Output each line of the rows below as a Markdown table with the columns "No." and "Line Text", numbering the table rows in order and omitting blank lines.

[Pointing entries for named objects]
—————

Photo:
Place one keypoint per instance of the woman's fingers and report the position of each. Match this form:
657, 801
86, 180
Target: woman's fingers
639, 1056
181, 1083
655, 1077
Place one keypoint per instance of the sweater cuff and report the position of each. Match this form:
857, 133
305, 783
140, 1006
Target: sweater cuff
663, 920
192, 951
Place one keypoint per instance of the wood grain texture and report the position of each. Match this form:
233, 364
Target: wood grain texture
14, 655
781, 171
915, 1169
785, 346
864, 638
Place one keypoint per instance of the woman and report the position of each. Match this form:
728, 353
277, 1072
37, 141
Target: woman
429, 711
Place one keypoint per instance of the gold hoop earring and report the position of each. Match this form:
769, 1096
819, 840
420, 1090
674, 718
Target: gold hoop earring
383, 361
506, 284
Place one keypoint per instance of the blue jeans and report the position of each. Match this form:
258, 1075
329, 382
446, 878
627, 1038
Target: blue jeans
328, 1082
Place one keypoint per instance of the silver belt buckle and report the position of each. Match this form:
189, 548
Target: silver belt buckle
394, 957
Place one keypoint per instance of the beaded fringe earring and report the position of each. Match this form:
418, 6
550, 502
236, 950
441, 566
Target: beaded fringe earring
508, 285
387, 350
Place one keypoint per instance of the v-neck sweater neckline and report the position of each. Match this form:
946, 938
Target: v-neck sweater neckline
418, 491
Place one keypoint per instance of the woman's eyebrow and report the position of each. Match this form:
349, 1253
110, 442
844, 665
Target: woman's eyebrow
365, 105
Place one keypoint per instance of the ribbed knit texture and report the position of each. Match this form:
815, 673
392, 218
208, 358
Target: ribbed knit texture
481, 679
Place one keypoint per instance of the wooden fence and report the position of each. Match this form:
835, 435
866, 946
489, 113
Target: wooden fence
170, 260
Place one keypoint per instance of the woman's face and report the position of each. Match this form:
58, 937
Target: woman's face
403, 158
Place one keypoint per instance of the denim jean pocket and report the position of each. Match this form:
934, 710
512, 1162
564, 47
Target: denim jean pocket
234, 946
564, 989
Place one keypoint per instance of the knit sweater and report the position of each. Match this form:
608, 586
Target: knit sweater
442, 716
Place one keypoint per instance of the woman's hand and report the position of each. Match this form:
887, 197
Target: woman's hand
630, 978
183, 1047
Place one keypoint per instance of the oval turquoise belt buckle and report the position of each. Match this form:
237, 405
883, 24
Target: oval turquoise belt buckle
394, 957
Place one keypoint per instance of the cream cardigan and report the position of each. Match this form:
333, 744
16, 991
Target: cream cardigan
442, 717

—————

> **RIGHT ANSWER**
| No. | Line Text |
|---|---|
| 1 | Photo: |
| 2 | Place one keypoint per instance of the woman's fingers and report the position of each. Match this form: |
| 3 | 657, 801 |
| 4 | 86, 180 |
| 5 | Target: woman's fingers |
| 6 | 639, 1056 |
| 7 | 181, 1083 |
| 8 | 655, 1077 |
| 9 | Place one keypoint per instance of the sweater cuff and report the position of each. Match this form: |
| 10 | 857, 133 |
| 11 | 305, 783 |
| 12 | 140, 1006 |
| 13 | Target: sweater cuff |
| 14 | 663, 920 |
| 15 | 192, 951 |
| 16 | Place one keypoint per instance of the wood grain texture and report the position of each. Match this form: |
| 17 | 233, 364 |
| 18 | Target: wood grain texture |
| 19 | 14, 655 |
| 20 | 781, 171 |
| 21 | 915, 1169 |
| 22 | 785, 346 |
| 23 | 864, 638 |
| 24 | Place one keypoint per instance of the woman and report the position of each. Match this form: |
| 25 | 728, 353 |
| 26 | 277, 1072 |
| 27 | 37, 141 |
| 28 | Target: woman |
| 29 | 429, 711 |
| 30 | Place one keypoint per instance of the gold hoop earring and report the position of each. Match this form: |
| 31 | 769, 1096 |
| 32 | 819, 840 |
| 33 | 420, 1090 |
| 34 | 674, 718 |
| 35 | Target: gold hoop earring |
| 36 | 383, 361 |
| 37 | 506, 284 |
| 38 | Place one keypoint per instance of the blue jeans and report the position of each. Match this form: |
| 39 | 258, 1075 |
| 40 | 329, 382 |
| 41 | 446, 878 |
| 42 | 627, 1038 |
| 43 | Target: blue jeans |
| 44 | 328, 1082 |
| 45 | Place one keypoint per instance of the silver belt buckle and report the position of each. Match this form: |
| 46 | 189, 548 |
| 47 | Target: silver belt buckle |
| 48 | 394, 957 |
| 49 | Place one keypoint per instance of the beaded fringe earring and report the position of each. Match this form: |
| 50 | 418, 6 |
| 51 | 550, 502 |
| 52 | 236, 950 |
| 53 | 441, 566 |
| 54 | Target: beaded fringe earring |
| 55 | 508, 285 |
| 56 | 387, 350 |
| 57 | Place one keypoint per instance of the v-neck sweater neckline and report the position of each. Match this form: |
| 58 | 946, 938 |
| 59 | Target: v-neck sweater neckline |
| 60 | 418, 491 |
| 61 | Place one keypoint per instance of the woman's eyebrow and report the position of each. Match this form: |
| 62 | 349, 1253 |
| 63 | 110, 442 |
| 64 | 844, 665 |
| 65 | Target: woman's eyebrow |
| 66 | 365, 105 |
| 67 | Place one keypoint per instance of the ribbed knit texture and report the position of each. Match this form: |
| 68 | 815, 673 |
| 69 | 392, 218 |
| 70 | 208, 358 |
| 71 | Target: ribbed knit texture |
| 72 | 481, 679 |
| 73 | Place one keypoint per instance of the wooden fence and report the position of each. Match this form: |
| 74 | 835, 435 |
| 75 | 866, 946 |
| 76 | 489, 113 |
| 77 | Target: wooden fence |
| 78 | 170, 260 |
| 79 | Place one keypoint per instance of the woman's face and report the position of each. Match this form: |
| 80 | 58, 937 |
| 81 | Target: woman's face |
| 82 | 403, 158 |
| 83 | Place one keypoint per instance of the denim jean pocket and report the position of each. Match this form: |
| 84 | 934, 710 |
| 85 | 512, 1162 |
| 86 | 564, 47 |
| 87 | Target: denim jean pocket |
| 88 | 234, 946 |
| 89 | 564, 989 |
| 90 | Place one keypoint per instance of the knit sweater and report the position of each. Match this form: |
| 91 | 608, 586 |
| 92 | Target: knit sweater |
| 93 | 442, 716 |
| 94 | Place one keypoint per instance of the woman's hand and report the position of each. Match this form: |
| 95 | 887, 197 |
| 96 | Target: woman's hand |
| 97 | 630, 978 |
| 98 | 183, 1047 |
| 99 | Place one keypoint per instance of the oval turquoise belt buckle and report the position of each. Match this form: |
| 100 | 237, 405 |
| 101 | 883, 24 |
| 102 | Target: oval turquoise belt buckle |
| 103 | 394, 957 |
| 104 | Place one keypoint per instance of the cream cardigan and report the position of each. Match this form: |
| 105 | 333, 744 |
| 106 | 16, 991 |
| 107 | Target: cream cardigan |
| 108 | 442, 717 |